• PAGE
++++++++

The conflict between science-based theories and firmly held beliefs dates back to the earliest precursors of the scientific method. Around 140 A.D., Claudius Ptolemy wrote his theory on the motion of the planets(13). Lacking a clearly defined scientific method, Ptolemy likely started with the beliefs of the time that were based upon various religious scriptures (e.g. Joshua 10:13), and set out to find information that would substantiate that the Earth was stationary and the rest of the "heavens" revolved around it. Since the Ptolemaic theory was in keeping with the scriptures, the Church accepted it as absolute, and anyone who did not believe in the Ptolemaic theory was punished, often with house arrest(1). In the 1500s Nicholas Copernicus published a book in which he stated, "The sun is sitting in one place and the earth is going round the sun." However, he never disclosed that he was the author of the book for fear of retaliation. His fears were well founded because after his death, scholars who spoke in favor of his theory were sentenced to be burnt to death. The Ptolemaic theory was accepted as fact for about 1000 years when Galileo, with the benefit of a telescope, was able to disprove the long existing "theory."

++++++++

[Image point annotation entries]
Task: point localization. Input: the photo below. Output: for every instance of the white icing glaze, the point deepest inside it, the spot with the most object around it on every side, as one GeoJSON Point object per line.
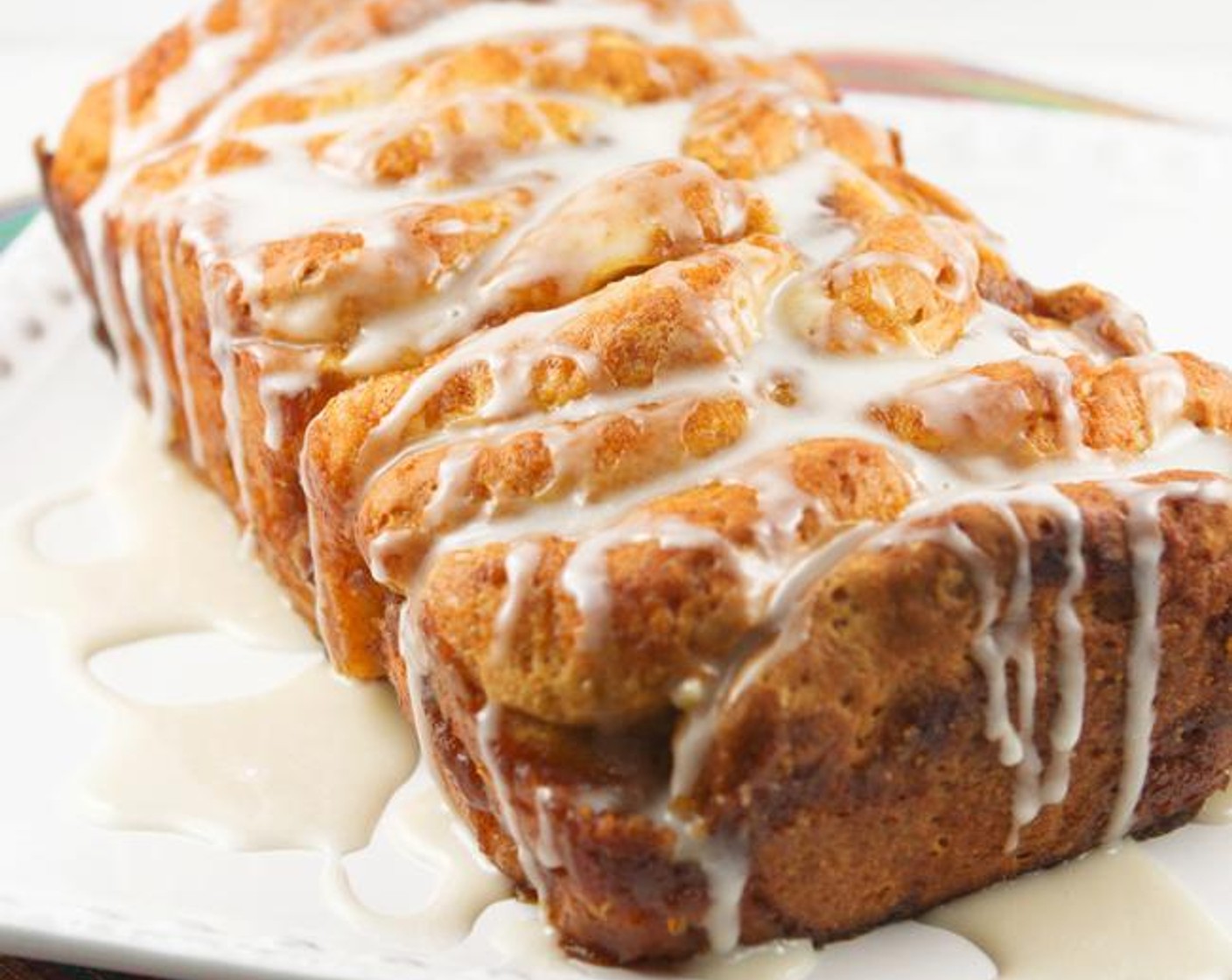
{"type": "Point", "coordinates": [260, 772]}
{"type": "Point", "coordinates": [589, 210]}
{"type": "Point", "coordinates": [1114, 914]}
{"type": "Point", "coordinates": [1147, 548]}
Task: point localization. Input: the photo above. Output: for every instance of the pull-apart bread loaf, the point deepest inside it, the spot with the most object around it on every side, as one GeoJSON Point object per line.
{"type": "Point", "coordinates": [755, 551]}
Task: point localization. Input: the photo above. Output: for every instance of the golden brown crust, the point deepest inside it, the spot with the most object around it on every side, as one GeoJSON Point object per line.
{"type": "Point", "coordinates": [676, 606]}
{"type": "Point", "coordinates": [857, 765]}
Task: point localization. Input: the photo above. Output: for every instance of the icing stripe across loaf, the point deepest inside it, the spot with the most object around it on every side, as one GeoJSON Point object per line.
{"type": "Point", "coordinates": [711, 487]}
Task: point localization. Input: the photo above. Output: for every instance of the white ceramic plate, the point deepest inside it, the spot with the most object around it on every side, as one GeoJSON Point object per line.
{"type": "Point", "coordinates": [1138, 208]}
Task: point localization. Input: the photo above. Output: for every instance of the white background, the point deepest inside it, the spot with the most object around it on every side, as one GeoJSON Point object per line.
{"type": "Point", "coordinates": [1173, 56]}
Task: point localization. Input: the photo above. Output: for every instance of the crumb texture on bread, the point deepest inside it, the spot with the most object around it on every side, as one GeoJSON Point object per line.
{"type": "Point", "coordinates": [758, 552]}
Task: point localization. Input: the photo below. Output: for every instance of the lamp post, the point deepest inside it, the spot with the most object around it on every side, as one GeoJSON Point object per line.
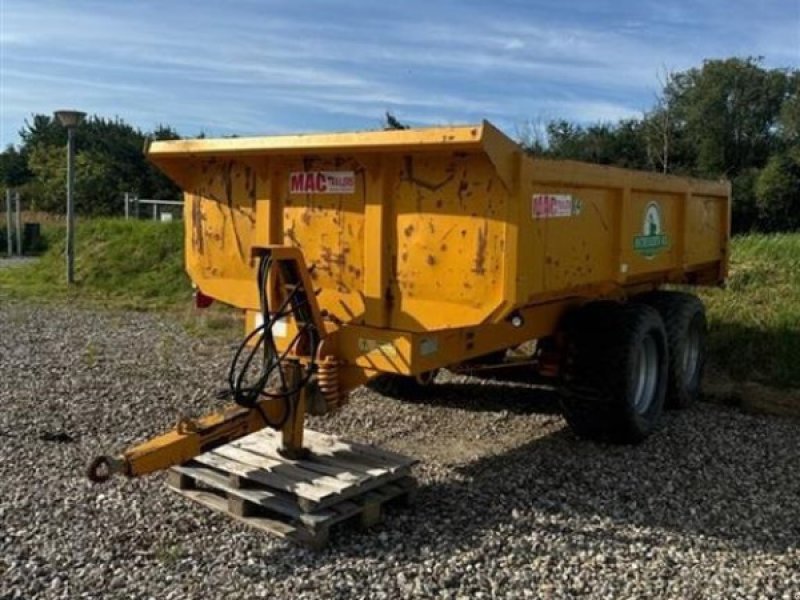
{"type": "Point", "coordinates": [70, 119]}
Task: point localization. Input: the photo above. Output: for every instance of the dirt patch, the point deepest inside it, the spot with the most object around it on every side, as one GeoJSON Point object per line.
{"type": "Point", "coordinates": [751, 396]}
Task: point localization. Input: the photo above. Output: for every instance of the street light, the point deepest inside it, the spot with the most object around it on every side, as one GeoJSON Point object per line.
{"type": "Point", "coordinates": [70, 119]}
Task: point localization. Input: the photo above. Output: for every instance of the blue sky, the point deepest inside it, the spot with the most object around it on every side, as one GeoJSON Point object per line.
{"type": "Point", "coordinates": [255, 67]}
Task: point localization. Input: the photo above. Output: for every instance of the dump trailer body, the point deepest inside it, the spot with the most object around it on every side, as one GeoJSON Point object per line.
{"type": "Point", "coordinates": [356, 254]}
{"type": "Point", "coordinates": [425, 244]}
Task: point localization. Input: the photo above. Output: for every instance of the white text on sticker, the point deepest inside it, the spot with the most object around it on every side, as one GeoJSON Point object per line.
{"type": "Point", "coordinates": [551, 206]}
{"type": "Point", "coordinates": [322, 182]}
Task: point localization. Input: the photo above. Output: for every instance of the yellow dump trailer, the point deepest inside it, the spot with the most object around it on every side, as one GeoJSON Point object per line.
{"type": "Point", "coordinates": [391, 254]}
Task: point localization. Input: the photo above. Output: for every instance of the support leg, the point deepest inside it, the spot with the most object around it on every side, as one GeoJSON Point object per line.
{"type": "Point", "coordinates": [292, 433]}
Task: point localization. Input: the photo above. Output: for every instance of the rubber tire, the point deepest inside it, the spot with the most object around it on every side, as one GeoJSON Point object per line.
{"type": "Point", "coordinates": [678, 310]}
{"type": "Point", "coordinates": [598, 387]}
{"type": "Point", "coordinates": [400, 387]}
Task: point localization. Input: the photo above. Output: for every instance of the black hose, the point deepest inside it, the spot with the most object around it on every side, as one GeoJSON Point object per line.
{"type": "Point", "coordinates": [272, 362]}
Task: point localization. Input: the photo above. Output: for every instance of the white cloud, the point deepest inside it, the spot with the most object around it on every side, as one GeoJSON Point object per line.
{"type": "Point", "coordinates": [251, 68]}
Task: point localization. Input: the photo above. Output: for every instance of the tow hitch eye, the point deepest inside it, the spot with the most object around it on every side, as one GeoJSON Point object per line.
{"type": "Point", "coordinates": [103, 467]}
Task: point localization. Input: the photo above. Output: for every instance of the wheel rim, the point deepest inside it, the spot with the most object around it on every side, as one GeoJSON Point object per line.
{"type": "Point", "coordinates": [691, 351]}
{"type": "Point", "coordinates": [646, 375]}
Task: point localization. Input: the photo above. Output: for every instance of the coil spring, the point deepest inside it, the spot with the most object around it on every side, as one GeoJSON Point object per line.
{"type": "Point", "coordinates": [328, 380]}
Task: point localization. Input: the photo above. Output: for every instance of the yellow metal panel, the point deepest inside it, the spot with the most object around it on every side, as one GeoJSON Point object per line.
{"type": "Point", "coordinates": [437, 230]}
{"type": "Point", "coordinates": [704, 223]}
{"type": "Point", "coordinates": [465, 137]}
{"type": "Point", "coordinates": [450, 226]}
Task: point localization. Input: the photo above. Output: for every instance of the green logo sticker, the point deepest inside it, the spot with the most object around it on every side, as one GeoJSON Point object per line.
{"type": "Point", "coordinates": [653, 240]}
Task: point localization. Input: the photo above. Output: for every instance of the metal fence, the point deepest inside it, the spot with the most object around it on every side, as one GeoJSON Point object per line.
{"type": "Point", "coordinates": [159, 210]}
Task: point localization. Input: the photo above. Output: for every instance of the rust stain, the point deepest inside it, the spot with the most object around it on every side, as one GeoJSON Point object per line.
{"type": "Point", "coordinates": [198, 241]}
{"type": "Point", "coordinates": [408, 175]}
{"type": "Point", "coordinates": [480, 251]}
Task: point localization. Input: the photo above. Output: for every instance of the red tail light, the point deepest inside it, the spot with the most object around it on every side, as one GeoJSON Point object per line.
{"type": "Point", "coordinates": [201, 300]}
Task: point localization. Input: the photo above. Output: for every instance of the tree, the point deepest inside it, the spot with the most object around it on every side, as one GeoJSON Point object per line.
{"type": "Point", "coordinates": [14, 170]}
{"type": "Point", "coordinates": [109, 162]}
{"type": "Point", "coordinates": [728, 110]}
{"type": "Point", "coordinates": [778, 193]}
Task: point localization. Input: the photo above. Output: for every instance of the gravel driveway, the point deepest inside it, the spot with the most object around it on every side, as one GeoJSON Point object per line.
{"type": "Point", "coordinates": [510, 505]}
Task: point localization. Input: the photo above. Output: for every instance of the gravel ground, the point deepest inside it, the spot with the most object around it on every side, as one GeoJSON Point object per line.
{"type": "Point", "coordinates": [510, 505]}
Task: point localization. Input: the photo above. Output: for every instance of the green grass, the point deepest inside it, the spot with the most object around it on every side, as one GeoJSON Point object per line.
{"type": "Point", "coordinates": [755, 321]}
{"type": "Point", "coordinates": [122, 264]}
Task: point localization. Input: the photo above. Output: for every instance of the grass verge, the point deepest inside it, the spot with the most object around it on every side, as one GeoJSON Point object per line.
{"type": "Point", "coordinates": [755, 322]}
{"type": "Point", "coordinates": [119, 264]}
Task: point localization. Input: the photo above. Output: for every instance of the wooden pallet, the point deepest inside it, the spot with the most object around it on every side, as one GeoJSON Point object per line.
{"type": "Point", "coordinates": [297, 499]}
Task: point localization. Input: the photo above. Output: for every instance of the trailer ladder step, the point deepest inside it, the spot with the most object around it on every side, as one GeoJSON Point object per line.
{"type": "Point", "coordinates": [339, 482]}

++++++++

Condense the paragraph of the page on science and belief that opens with "The conflict between science-based theories" into a shorter version that keeps its main facts.

• REPLY
The clash between science-based theories and firmly held beliefs goes back to the earliest forerunners of the scientific method. Around 140 A.D., Claudius Ptolemy, probably starting from scripture-based beliefs, sought evidence that the Earth was stationary and the heavens revolved around it. Because this agreed with the scriptures, the Church treated it as absolute and punished doubters, often with house arrest. In the 1500s, Nicholas Copernicus published a book saying the Earth goes around the sun, but he hid his authorship for fear of retaliation. That fear was justified, since scholars who later backed his theory were sentenced to be burned to death. The Ptolemaic theory was accepted as fact for about 1000 years, until Galileo disproved it with the help of a telescope.